Work to be completed ▸ Find every line in the items below that contains the word "framed", and copy each of those lines. Match case exactly.

Data lines ▸
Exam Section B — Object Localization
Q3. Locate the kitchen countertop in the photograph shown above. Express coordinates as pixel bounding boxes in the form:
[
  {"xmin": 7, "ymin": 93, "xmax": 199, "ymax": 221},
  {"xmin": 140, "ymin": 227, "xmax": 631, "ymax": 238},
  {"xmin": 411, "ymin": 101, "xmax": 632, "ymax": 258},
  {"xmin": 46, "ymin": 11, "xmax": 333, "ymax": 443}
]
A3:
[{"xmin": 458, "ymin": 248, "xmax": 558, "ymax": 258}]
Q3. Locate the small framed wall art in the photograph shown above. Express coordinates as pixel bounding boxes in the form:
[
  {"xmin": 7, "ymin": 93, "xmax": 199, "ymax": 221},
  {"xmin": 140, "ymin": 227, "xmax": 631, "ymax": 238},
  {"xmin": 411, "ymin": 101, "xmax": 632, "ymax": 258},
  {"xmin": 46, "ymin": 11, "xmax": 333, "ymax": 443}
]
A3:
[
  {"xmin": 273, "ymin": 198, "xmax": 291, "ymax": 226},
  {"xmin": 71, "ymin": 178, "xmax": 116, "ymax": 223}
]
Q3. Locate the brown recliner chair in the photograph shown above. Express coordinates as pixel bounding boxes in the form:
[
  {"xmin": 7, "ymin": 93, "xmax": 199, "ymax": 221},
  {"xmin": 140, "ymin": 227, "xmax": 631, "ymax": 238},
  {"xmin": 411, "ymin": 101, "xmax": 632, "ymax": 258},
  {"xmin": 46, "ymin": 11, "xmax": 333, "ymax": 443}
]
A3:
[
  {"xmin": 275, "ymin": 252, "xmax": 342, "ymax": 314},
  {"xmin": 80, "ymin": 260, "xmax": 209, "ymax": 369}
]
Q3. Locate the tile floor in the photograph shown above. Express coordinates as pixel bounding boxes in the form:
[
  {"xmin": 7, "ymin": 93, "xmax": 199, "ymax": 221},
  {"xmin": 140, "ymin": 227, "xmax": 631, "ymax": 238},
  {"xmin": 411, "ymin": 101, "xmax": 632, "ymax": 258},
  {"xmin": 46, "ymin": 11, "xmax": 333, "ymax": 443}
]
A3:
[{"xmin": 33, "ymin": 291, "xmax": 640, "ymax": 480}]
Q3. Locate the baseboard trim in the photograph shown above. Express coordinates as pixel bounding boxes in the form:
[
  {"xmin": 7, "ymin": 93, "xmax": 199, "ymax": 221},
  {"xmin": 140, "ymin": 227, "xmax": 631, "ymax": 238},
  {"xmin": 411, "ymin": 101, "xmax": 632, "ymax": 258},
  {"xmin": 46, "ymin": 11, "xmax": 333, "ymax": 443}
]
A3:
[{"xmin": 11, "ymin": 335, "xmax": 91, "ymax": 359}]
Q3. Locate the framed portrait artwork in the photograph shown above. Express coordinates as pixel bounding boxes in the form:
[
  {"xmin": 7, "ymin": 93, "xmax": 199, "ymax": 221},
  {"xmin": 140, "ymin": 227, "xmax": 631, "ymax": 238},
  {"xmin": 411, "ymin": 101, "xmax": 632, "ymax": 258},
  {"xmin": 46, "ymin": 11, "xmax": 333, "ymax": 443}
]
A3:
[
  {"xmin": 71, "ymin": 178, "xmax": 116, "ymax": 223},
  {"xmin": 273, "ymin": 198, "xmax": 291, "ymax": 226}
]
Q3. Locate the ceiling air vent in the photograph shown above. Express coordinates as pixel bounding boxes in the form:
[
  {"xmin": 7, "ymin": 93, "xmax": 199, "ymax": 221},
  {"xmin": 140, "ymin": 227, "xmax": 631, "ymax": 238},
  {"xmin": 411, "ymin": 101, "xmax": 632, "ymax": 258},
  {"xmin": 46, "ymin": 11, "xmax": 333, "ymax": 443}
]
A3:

Task solution ▸
Q3. Locate the small framed wall art in the photograph shown above. Express coordinates as pixel bounding boxes in the form:
Q3. Locate the framed portrait artwork in the photograph shown above. Express coordinates as pixel bounding boxes in the form:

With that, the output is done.